>> Start DATA

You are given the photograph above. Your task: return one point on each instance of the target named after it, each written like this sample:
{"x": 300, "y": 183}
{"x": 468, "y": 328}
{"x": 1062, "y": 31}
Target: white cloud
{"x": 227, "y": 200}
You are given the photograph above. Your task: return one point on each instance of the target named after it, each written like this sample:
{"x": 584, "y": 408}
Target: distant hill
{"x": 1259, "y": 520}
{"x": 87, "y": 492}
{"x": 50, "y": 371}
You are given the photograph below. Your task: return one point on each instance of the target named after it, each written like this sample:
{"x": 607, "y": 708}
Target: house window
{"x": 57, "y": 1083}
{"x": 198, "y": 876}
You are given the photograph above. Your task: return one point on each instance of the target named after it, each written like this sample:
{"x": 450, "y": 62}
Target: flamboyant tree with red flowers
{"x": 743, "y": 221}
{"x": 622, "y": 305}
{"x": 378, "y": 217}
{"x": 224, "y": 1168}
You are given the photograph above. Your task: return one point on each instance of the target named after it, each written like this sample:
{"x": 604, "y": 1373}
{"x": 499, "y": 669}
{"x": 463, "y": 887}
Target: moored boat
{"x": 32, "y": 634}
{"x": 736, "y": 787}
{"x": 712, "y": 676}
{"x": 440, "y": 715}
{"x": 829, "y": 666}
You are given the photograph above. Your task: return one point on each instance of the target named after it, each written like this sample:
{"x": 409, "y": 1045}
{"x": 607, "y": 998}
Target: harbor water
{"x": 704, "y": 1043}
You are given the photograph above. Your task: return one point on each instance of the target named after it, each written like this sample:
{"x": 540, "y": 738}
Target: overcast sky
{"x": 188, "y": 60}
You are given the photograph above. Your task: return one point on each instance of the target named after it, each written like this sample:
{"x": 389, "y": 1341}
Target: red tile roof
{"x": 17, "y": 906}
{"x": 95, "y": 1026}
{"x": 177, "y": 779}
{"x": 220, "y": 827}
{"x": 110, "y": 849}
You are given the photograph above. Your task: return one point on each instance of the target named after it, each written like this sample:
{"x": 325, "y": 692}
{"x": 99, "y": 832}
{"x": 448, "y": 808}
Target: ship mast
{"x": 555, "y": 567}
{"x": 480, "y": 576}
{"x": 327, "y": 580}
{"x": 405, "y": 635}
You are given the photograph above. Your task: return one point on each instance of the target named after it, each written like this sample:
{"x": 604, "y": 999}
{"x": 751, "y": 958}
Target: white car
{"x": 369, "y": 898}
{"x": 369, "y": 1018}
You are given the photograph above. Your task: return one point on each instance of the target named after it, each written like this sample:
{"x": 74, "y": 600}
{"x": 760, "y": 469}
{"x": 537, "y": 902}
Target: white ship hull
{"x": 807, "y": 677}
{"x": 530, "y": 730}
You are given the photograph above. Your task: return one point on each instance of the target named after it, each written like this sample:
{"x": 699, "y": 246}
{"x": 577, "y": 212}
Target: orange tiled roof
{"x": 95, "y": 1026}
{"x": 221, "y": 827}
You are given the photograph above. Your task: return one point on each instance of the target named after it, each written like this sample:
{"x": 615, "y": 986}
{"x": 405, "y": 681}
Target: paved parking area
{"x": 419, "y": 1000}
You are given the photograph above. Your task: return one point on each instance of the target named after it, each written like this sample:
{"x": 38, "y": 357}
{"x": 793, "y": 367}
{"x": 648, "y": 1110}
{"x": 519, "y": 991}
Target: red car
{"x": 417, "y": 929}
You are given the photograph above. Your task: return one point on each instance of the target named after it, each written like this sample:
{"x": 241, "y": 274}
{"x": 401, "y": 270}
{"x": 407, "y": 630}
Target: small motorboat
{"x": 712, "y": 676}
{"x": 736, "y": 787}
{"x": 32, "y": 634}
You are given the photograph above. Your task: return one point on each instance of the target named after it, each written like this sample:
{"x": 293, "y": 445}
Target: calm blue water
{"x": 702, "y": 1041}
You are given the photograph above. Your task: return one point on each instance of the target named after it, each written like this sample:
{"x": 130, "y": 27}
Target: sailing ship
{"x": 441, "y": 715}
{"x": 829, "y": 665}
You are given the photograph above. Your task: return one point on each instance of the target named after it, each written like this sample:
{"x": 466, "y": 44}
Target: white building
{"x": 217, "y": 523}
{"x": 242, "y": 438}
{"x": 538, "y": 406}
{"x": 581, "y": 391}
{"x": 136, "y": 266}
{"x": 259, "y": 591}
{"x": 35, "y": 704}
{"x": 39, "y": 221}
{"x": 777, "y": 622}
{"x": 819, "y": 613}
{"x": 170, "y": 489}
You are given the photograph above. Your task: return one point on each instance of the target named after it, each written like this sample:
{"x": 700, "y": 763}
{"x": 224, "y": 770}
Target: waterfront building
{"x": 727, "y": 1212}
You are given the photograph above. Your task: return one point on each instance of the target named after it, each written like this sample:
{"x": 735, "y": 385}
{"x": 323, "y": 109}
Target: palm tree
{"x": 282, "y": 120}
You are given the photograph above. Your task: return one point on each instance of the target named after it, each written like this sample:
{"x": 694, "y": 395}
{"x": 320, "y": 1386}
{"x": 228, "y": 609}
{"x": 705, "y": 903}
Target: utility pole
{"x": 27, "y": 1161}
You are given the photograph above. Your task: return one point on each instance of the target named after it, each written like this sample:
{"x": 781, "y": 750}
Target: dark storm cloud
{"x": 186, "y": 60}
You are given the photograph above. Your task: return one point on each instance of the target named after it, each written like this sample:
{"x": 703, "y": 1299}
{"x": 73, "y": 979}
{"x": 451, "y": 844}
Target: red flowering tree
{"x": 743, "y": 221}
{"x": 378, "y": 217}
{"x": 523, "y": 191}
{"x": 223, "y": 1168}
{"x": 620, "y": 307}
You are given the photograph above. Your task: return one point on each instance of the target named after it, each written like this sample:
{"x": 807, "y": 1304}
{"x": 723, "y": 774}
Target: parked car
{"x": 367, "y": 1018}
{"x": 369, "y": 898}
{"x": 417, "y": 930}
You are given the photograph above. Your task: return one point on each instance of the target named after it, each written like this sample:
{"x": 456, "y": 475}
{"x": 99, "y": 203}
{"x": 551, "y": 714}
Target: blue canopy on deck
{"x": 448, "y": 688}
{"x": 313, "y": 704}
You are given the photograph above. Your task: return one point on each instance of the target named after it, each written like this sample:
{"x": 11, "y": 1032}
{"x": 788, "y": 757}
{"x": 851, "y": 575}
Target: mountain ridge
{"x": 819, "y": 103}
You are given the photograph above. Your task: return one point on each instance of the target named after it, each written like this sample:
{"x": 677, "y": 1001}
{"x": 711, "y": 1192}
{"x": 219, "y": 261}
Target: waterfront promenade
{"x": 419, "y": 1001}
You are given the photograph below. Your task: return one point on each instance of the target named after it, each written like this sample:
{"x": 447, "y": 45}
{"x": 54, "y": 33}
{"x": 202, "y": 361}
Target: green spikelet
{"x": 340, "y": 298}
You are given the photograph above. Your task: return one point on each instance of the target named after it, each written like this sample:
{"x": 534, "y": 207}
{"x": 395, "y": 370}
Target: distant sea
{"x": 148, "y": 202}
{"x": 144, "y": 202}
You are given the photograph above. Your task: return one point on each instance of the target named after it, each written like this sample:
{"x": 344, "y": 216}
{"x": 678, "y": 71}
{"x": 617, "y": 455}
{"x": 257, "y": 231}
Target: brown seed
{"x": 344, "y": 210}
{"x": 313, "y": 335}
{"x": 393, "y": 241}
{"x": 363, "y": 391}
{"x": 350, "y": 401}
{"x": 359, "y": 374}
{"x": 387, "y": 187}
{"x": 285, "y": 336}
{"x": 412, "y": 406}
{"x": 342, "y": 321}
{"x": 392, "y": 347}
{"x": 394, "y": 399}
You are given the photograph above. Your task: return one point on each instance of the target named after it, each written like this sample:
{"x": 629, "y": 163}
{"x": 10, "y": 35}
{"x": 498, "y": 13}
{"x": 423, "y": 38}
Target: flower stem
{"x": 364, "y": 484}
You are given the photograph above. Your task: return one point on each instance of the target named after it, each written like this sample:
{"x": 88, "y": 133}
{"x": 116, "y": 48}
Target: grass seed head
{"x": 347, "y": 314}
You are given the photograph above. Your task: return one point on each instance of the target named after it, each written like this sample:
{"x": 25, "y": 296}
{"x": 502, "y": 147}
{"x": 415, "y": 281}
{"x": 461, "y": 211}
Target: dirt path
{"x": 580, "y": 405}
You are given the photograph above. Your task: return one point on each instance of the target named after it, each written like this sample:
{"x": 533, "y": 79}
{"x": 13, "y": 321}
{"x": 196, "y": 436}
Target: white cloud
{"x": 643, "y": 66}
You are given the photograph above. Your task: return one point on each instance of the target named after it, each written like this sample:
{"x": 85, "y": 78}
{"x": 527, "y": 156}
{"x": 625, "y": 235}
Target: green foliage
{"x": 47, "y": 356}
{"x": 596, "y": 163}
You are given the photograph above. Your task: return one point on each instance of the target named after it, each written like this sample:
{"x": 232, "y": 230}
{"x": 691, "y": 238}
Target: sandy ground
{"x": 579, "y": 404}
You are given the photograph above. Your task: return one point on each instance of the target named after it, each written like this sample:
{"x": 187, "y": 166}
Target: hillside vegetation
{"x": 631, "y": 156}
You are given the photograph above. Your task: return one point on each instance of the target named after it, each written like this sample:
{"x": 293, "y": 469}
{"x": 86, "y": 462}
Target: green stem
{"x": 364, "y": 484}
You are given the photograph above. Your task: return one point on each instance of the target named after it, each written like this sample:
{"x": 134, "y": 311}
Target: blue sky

>> End DATA

TASK BRIEF:
Copy out every line above that contains the word "waterfront".

OUTPUT FOR THIS TASK:
Target: waterfront building
Target: waterfront promenade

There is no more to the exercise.